Required task >>
Give only the number of lines in the rows below that contain the string "white".

Rows from a pointing dataset >>
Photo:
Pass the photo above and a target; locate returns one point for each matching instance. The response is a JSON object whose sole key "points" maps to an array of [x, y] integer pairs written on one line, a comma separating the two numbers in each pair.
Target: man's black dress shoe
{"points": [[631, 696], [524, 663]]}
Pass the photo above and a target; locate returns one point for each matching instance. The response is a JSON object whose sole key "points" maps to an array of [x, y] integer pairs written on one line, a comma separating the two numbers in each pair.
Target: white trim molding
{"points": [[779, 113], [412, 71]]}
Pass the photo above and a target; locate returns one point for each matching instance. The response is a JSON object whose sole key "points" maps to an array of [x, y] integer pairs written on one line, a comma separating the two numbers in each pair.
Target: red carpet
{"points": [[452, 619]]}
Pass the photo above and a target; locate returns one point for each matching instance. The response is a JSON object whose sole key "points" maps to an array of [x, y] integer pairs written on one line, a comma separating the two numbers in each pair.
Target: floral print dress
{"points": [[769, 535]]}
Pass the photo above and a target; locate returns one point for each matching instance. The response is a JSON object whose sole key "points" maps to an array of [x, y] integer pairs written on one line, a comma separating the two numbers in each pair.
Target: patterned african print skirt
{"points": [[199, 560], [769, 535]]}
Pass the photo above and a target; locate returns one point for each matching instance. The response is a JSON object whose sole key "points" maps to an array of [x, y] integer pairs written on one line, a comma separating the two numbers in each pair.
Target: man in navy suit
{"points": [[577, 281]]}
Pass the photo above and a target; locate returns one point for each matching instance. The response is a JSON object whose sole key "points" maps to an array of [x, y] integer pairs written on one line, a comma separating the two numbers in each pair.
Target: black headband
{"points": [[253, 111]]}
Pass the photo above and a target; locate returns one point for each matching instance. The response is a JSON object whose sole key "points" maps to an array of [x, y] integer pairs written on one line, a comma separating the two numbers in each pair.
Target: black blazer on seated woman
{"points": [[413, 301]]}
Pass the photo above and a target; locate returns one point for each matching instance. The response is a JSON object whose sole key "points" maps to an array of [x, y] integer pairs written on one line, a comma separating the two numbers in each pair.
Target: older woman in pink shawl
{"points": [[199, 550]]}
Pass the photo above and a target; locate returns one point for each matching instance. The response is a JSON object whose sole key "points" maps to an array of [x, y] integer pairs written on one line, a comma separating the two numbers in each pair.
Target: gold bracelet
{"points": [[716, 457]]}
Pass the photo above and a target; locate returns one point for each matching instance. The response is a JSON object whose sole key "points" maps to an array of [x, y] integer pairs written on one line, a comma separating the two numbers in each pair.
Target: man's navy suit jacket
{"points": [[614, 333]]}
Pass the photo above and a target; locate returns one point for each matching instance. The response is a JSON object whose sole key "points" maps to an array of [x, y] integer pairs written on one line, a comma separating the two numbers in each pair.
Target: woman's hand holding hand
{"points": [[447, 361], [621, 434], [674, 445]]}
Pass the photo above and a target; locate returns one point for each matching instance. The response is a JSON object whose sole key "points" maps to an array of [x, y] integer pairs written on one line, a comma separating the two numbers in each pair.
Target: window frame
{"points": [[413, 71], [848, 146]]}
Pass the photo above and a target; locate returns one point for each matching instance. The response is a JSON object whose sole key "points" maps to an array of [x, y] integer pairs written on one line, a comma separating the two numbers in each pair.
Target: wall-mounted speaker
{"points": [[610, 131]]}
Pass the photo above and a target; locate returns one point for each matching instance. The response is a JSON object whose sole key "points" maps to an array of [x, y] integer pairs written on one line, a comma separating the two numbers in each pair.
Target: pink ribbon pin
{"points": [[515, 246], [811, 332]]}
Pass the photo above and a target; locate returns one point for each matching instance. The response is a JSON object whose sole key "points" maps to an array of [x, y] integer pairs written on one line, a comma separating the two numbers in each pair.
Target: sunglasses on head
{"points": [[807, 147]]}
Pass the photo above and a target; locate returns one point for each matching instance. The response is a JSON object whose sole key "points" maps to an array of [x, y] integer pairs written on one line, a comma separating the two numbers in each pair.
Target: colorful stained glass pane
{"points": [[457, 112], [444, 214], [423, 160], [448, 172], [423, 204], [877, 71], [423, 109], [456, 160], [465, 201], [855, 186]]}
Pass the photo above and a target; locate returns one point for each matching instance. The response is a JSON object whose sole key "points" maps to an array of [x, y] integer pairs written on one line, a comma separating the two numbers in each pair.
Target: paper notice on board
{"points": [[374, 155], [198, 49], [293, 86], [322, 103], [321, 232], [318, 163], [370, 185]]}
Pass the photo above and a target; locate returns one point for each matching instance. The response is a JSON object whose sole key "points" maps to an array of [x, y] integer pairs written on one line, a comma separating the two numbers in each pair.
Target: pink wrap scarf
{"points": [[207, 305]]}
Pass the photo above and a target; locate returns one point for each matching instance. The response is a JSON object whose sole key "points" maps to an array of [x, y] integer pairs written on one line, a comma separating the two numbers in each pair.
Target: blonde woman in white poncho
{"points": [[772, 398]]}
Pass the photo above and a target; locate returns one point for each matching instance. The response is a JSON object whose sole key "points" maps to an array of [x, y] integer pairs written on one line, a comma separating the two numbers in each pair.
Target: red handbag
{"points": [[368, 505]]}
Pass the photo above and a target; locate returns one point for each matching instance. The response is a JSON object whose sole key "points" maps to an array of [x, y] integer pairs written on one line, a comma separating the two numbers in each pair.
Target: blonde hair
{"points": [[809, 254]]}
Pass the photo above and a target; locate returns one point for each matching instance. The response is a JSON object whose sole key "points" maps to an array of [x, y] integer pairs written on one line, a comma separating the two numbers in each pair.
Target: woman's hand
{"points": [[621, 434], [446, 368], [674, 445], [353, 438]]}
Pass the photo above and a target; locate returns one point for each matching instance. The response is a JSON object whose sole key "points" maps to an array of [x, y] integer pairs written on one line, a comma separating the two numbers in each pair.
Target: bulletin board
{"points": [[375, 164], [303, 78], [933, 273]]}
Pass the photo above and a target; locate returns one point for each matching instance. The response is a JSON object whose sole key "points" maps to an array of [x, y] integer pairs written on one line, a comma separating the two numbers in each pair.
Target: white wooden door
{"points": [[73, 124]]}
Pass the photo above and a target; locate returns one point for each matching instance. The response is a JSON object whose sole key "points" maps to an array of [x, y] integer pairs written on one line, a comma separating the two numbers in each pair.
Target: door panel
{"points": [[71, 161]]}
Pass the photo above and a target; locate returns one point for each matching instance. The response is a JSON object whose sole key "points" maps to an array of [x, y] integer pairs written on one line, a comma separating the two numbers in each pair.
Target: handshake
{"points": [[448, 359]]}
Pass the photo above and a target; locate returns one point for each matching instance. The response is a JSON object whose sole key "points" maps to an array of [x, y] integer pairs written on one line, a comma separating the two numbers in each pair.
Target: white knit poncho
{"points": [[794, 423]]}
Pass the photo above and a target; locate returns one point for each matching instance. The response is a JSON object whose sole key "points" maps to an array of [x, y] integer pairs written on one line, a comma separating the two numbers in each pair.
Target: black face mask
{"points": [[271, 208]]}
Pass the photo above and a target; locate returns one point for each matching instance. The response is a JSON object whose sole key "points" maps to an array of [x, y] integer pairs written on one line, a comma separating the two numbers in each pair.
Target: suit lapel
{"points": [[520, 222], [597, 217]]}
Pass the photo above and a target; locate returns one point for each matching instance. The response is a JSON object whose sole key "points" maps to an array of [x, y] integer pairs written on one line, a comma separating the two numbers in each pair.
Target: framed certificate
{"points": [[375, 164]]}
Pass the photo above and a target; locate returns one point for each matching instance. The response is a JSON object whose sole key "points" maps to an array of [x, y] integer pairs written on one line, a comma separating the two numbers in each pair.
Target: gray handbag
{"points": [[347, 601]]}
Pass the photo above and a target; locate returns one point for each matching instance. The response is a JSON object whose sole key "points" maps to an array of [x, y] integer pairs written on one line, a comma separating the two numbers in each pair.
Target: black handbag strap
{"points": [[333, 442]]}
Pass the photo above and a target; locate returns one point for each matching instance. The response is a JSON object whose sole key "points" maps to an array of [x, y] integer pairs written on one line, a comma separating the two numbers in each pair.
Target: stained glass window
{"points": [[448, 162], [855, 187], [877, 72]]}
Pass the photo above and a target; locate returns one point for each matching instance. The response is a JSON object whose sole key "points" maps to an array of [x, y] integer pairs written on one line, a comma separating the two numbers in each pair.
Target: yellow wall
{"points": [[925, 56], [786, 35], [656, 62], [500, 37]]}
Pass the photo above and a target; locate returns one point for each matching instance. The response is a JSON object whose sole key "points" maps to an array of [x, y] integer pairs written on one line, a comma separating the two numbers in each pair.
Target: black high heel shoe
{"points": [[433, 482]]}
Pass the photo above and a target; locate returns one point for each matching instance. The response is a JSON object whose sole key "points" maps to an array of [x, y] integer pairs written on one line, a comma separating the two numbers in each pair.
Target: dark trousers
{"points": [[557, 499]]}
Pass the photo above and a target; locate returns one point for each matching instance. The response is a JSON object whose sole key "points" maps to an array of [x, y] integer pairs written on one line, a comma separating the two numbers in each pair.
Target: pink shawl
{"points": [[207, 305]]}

The result >>
4